TASK PROMPT>
Recast the lines from the one containing "of the striped" through the end of the records as a JSON list of strings, one string per line, with blank lines omitted. Include only these lines.

GIVEN INFORMATION>

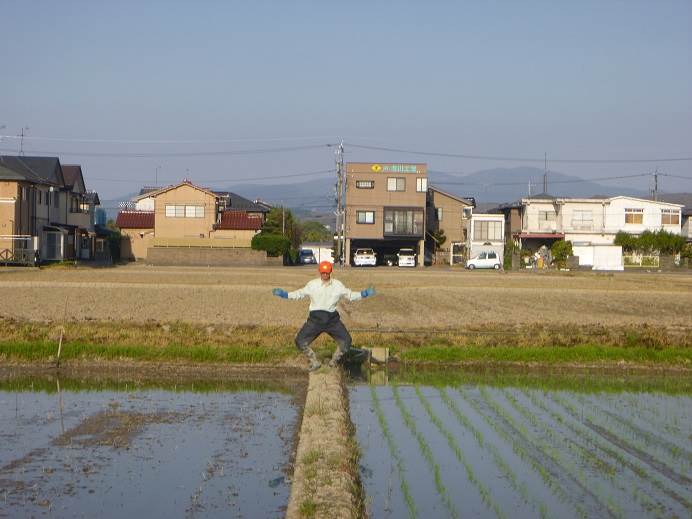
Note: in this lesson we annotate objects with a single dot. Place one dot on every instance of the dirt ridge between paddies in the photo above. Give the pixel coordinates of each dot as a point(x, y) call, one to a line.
point(326, 480)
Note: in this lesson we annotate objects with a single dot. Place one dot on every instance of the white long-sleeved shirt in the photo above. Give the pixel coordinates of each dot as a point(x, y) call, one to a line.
point(324, 296)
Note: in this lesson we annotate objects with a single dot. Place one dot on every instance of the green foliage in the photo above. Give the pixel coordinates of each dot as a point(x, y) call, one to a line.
point(561, 250)
point(648, 242)
point(273, 244)
point(315, 231)
point(438, 237)
point(687, 251)
point(626, 241)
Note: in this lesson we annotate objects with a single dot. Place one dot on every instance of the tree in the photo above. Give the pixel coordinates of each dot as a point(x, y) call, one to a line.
point(662, 242)
point(560, 251)
point(273, 244)
point(282, 222)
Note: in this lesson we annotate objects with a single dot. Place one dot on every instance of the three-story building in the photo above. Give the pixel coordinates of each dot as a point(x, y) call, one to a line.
point(385, 208)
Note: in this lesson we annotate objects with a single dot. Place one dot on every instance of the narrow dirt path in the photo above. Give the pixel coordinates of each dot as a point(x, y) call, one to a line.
point(325, 478)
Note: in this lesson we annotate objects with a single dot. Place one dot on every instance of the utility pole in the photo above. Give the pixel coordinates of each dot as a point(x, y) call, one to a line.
point(340, 185)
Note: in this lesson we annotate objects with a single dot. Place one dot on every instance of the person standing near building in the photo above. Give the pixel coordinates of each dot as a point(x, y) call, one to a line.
point(324, 293)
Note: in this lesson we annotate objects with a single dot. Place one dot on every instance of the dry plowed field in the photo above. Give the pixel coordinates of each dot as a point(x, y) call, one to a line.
point(406, 298)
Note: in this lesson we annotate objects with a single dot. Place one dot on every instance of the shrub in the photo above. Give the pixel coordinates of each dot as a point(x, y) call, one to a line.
point(273, 244)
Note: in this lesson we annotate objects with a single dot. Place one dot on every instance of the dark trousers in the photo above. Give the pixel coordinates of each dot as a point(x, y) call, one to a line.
point(320, 321)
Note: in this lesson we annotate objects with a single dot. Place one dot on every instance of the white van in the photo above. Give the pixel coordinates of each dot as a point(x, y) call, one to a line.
point(484, 260)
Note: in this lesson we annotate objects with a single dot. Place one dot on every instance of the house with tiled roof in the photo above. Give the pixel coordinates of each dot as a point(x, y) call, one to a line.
point(46, 211)
point(185, 215)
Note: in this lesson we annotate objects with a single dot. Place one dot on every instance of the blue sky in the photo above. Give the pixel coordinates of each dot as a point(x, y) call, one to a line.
point(590, 79)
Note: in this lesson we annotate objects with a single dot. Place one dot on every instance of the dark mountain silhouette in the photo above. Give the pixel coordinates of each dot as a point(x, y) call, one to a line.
point(315, 197)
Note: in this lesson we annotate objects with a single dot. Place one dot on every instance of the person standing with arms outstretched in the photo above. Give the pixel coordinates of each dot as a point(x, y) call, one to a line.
point(324, 293)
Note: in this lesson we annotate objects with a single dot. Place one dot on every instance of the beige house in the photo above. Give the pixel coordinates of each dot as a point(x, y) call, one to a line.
point(451, 214)
point(45, 211)
point(385, 208)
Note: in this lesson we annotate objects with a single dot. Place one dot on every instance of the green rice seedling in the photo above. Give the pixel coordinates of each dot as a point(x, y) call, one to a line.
point(394, 453)
point(635, 447)
point(504, 467)
point(577, 449)
point(520, 451)
point(631, 463)
point(486, 496)
point(425, 450)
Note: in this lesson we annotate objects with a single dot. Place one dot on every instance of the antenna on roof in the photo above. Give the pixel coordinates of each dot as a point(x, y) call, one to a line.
point(21, 141)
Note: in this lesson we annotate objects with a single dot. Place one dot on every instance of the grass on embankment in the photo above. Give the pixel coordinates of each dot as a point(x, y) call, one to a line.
point(492, 343)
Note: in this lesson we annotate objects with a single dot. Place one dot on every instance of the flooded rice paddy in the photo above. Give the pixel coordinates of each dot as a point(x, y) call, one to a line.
point(536, 446)
point(196, 449)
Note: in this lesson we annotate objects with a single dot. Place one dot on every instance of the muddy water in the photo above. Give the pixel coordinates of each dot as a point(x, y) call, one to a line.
point(138, 450)
point(525, 445)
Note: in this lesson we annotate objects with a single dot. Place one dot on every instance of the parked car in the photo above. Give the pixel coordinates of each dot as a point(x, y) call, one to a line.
point(484, 260)
point(306, 257)
point(407, 258)
point(389, 259)
point(364, 257)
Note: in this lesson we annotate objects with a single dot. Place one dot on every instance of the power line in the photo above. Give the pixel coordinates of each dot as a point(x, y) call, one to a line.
point(573, 181)
point(675, 176)
point(160, 141)
point(257, 151)
point(517, 159)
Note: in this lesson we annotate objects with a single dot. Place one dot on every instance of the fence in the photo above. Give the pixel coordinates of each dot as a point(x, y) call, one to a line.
point(641, 260)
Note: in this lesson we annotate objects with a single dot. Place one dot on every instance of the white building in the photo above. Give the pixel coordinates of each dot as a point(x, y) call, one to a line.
point(588, 223)
point(487, 232)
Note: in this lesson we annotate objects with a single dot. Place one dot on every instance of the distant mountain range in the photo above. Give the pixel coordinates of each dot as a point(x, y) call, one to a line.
point(315, 198)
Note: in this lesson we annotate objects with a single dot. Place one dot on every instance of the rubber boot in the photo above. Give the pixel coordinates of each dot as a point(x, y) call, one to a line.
point(314, 363)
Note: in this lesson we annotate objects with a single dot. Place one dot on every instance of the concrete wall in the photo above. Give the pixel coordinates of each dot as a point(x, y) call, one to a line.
point(233, 238)
point(183, 256)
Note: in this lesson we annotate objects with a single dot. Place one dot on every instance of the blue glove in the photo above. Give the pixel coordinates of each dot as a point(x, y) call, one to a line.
point(280, 292)
point(370, 291)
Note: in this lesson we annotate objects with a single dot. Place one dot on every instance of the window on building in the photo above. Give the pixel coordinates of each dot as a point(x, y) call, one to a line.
point(487, 231)
point(396, 184)
point(365, 217)
point(582, 219)
point(403, 222)
point(184, 211)
point(670, 217)
point(194, 211)
point(635, 216)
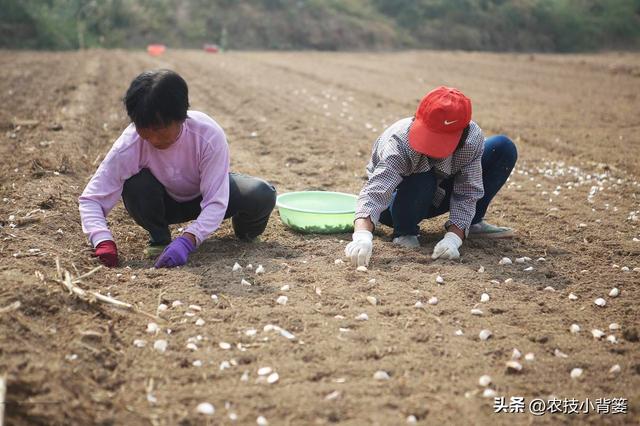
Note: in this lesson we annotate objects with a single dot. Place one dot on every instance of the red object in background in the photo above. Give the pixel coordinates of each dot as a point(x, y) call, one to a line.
point(211, 48)
point(156, 49)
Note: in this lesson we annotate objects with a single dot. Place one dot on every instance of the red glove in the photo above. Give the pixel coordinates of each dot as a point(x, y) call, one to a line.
point(107, 252)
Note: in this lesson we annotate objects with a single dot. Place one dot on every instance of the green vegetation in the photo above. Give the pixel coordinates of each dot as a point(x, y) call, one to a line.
point(501, 25)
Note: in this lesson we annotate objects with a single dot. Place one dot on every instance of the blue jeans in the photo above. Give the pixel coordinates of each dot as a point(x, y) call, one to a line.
point(413, 198)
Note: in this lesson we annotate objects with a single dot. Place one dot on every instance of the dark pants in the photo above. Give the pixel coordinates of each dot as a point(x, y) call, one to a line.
point(413, 199)
point(251, 201)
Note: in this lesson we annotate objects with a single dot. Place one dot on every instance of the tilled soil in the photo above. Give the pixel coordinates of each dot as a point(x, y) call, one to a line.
point(307, 121)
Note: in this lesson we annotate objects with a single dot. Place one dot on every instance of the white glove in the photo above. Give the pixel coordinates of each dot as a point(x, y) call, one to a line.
point(448, 247)
point(359, 250)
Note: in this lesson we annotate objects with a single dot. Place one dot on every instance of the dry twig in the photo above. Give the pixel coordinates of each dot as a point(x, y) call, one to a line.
point(64, 278)
point(12, 307)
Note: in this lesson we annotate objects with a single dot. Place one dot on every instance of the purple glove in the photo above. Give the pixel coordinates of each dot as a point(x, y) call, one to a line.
point(176, 253)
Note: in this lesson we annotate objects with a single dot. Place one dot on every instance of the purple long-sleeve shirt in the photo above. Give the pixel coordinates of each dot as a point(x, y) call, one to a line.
point(196, 164)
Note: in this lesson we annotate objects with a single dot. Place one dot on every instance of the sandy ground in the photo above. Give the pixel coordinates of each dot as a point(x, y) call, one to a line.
point(303, 121)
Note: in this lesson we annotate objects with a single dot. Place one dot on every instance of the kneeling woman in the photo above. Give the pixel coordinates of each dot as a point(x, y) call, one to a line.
point(170, 166)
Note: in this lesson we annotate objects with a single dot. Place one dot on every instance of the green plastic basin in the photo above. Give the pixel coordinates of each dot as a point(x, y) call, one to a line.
point(317, 212)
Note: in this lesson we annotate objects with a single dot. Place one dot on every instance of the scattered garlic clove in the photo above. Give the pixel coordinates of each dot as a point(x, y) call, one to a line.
point(264, 371)
point(273, 378)
point(332, 396)
point(205, 408)
point(381, 375)
point(513, 367)
point(153, 328)
point(362, 317)
point(489, 393)
point(484, 334)
point(484, 381)
point(160, 345)
point(576, 373)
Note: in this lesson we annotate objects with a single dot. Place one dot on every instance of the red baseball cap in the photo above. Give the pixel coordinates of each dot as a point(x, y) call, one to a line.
point(439, 122)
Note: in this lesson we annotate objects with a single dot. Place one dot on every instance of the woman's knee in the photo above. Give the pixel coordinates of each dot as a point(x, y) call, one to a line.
point(263, 194)
point(504, 147)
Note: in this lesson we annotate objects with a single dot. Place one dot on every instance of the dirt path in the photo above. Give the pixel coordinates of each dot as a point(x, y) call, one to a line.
point(308, 121)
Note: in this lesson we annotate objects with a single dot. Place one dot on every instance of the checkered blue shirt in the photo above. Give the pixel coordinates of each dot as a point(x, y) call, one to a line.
point(392, 158)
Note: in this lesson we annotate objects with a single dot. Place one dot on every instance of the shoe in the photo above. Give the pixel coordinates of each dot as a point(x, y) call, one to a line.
point(483, 229)
point(154, 250)
point(407, 241)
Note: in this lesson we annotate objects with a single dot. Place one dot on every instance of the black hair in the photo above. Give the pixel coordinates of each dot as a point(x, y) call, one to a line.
point(156, 98)
point(463, 137)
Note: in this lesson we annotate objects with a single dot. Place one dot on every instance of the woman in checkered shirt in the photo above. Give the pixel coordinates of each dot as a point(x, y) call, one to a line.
point(427, 165)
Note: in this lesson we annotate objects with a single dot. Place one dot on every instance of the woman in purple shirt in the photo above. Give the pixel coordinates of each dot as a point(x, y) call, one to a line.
point(171, 165)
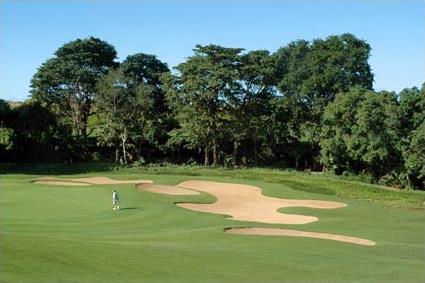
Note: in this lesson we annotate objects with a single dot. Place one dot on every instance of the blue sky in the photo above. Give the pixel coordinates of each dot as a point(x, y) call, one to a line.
point(31, 31)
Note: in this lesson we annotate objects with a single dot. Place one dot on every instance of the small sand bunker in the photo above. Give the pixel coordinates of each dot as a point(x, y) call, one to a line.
point(87, 181)
point(296, 233)
point(247, 203)
point(166, 190)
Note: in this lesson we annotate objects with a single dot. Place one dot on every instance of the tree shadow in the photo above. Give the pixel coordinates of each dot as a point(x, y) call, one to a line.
point(54, 168)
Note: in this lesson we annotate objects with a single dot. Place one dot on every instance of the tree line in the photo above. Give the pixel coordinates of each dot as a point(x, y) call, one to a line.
point(309, 105)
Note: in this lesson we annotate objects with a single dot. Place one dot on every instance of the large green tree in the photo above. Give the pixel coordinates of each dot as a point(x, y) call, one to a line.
point(126, 106)
point(412, 140)
point(248, 104)
point(67, 82)
point(360, 133)
point(311, 74)
point(146, 69)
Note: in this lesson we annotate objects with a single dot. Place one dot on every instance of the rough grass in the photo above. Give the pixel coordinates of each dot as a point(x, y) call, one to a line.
point(71, 234)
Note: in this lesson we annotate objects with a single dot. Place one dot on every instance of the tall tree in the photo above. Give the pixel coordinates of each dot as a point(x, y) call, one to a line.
point(68, 80)
point(312, 73)
point(146, 69)
point(249, 103)
point(360, 133)
point(126, 106)
point(198, 97)
point(412, 139)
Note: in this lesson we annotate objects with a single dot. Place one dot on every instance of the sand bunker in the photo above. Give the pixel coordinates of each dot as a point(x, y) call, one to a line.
point(297, 233)
point(240, 202)
point(247, 203)
point(87, 181)
point(166, 190)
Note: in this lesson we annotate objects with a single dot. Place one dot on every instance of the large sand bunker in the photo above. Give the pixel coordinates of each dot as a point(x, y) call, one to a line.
point(166, 190)
point(87, 181)
point(240, 202)
point(247, 203)
point(297, 233)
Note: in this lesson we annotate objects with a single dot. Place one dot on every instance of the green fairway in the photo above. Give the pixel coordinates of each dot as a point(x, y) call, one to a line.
point(71, 234)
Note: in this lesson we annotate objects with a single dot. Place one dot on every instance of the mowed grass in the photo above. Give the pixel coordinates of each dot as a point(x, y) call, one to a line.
point(71, 234)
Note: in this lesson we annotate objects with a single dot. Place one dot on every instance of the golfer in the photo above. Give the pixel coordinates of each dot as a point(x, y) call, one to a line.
point(115, 201)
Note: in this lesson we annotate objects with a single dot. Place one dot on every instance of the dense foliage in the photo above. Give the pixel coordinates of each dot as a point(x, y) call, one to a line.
point(310, 105)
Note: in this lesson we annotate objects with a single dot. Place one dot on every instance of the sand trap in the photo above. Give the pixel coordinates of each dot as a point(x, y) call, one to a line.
point(296, 233)
point(166, 190)
point(87, 181)
point(247, 203)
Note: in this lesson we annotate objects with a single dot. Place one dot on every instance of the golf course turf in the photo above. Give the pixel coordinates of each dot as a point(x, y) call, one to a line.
point(55, 233)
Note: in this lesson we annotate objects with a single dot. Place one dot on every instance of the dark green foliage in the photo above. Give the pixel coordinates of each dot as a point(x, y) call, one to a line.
point(310, 74)
point(310, 105)
point(412, 140)
point(68, 80)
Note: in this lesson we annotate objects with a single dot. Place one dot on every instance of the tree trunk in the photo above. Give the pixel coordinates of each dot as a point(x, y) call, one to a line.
point(117, 153)
point(255, 150)
point(215, 152)
point(235, 152)
point(123, 141)
point(206, 156)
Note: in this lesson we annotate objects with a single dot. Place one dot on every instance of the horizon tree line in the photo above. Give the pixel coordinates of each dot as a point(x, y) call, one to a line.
point(309, 105)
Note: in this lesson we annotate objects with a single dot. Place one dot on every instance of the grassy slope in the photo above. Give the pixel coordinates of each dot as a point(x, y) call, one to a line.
point(70, 234)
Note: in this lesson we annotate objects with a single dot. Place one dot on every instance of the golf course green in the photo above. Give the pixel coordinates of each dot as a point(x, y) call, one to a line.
point(53, 233)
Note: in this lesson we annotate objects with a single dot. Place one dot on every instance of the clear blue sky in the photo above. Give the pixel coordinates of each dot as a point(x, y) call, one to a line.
point(30, 31)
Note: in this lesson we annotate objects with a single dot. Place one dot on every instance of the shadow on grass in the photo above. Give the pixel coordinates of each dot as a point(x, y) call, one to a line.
point(54, 168)
point(125, 208)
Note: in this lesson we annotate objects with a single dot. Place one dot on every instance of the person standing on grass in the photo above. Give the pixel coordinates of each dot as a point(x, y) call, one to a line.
point(115, 201)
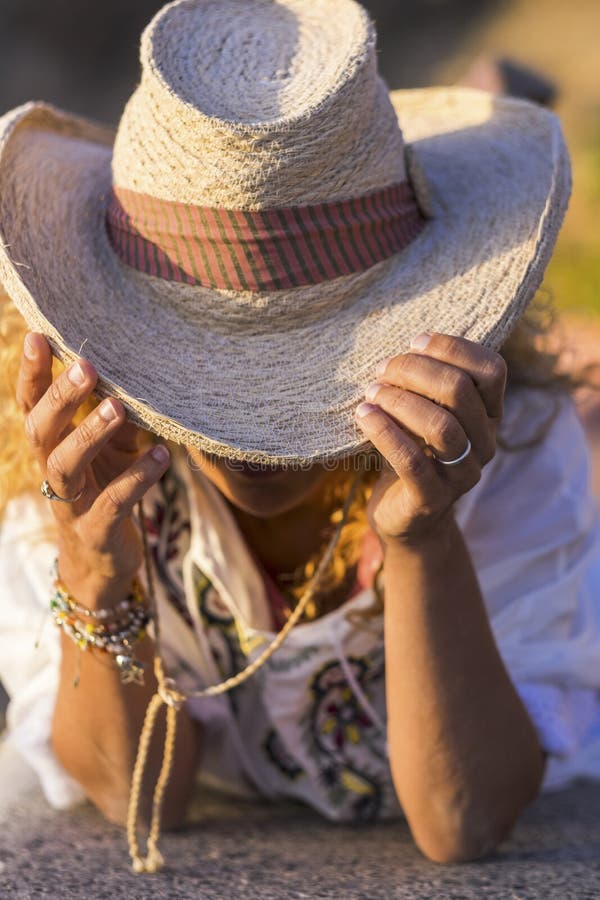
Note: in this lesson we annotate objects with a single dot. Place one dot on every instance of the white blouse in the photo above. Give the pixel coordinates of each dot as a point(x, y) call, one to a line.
point(311, 724)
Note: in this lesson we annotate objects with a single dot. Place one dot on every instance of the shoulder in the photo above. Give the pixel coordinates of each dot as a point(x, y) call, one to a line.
point(539, 481)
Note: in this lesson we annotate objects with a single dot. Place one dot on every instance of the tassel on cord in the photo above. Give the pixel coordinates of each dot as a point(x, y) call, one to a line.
point(167, 693)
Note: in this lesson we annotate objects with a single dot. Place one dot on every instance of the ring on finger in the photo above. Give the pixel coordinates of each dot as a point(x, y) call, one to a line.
point(459, 459)
point(52, 495)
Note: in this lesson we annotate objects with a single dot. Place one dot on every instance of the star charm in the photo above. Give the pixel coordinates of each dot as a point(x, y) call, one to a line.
point(132, 671)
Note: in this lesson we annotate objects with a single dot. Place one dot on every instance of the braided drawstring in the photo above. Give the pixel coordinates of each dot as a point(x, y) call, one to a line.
point(173, 699)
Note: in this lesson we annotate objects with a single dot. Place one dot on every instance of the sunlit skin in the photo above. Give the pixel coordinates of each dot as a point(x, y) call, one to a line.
point(280, 511)
point(463, 768)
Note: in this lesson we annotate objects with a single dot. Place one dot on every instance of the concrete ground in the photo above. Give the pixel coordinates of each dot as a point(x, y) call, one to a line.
point(262, 852)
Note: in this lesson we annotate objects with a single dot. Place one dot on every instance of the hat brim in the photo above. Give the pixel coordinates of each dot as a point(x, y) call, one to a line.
point(284, 387)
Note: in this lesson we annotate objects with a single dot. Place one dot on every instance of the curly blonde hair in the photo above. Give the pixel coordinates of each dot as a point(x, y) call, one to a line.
point(531, 362)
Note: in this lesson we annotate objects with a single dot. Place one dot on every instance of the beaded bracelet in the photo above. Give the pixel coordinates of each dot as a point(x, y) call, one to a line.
point(114, 631)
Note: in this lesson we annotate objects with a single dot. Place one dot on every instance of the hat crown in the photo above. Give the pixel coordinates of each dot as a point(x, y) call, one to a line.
point(256, 104)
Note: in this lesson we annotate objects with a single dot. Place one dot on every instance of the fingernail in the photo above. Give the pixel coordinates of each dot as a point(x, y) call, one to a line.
point(420, 341)
point(29, 348)
point(107, 411)
point(160, 454)
point(363, 409)
point(372, 391)
point(76, 375)
point(382, 367)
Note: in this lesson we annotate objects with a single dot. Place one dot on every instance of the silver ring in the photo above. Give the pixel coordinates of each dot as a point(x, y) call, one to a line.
point(455, 462)
point(51, 495)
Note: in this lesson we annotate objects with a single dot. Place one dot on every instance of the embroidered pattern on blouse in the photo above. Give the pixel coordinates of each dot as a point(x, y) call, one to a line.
point(278, 754)
point(342, 739)
point(168, 529)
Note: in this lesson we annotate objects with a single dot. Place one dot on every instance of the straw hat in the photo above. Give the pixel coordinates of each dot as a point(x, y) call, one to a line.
point(270, 222)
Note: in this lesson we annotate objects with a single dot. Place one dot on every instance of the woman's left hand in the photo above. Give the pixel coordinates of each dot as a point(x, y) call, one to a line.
point(429, 403)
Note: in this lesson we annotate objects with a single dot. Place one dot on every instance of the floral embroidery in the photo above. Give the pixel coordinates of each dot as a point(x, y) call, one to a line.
point(278, 754)
point(341, 737)
point(168, 529)
point(221, 630)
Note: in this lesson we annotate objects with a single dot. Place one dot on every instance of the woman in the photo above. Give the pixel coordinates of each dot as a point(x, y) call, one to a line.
point(257, 250)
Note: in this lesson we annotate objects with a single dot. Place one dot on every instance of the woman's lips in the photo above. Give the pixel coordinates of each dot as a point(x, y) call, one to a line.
point(255, 470)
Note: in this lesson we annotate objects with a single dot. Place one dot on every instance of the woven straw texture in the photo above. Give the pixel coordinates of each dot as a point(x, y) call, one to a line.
point(251, 104)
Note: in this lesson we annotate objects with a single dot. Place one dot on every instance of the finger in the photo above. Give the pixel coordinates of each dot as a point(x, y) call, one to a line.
point(446, 385)
point(436, 426)
point(402, 453)
point(49, 419)
point(487, 368)
point(119, 498)
point(68, 462)
point(35, 371)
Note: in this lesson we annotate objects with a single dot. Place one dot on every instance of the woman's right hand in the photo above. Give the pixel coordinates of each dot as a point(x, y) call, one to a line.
point(99, 546)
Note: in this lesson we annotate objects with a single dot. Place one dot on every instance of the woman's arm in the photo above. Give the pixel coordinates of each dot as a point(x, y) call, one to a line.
point(96, 725)
point(95, 732)
point(464, 754)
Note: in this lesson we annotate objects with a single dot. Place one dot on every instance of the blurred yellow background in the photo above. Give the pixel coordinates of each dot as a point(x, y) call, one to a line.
point(84, 57)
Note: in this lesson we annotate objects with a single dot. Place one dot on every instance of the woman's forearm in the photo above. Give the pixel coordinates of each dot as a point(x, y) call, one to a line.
point(464, 755)
point(95, 732)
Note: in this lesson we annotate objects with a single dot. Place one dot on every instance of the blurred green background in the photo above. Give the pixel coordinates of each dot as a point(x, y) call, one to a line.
point(84, 57)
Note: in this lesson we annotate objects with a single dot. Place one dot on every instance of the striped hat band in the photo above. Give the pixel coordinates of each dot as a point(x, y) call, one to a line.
point(261, 250)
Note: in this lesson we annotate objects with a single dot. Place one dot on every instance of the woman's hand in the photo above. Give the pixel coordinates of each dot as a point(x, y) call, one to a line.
point(428, 402)
point(100, 549)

WRITTEN RESPONSE>
[
  "Note: in this lesson we annotate objects with a single dot. Place one dot on every instance of the striped hat band in the photo above. Give the pixel coordinates of each dot as a point(x, y) call, one to a line.",
  "point(261, 250)",
  "Note: in this lesson we annotate objects with a single dot. Place one dot on every instance of the woman's hand in the photo above. Give the pixel coordinates of each dot as a point(x, y) call, one to a line.",
  "point(428, 402)",
  "point(100, 549)"
]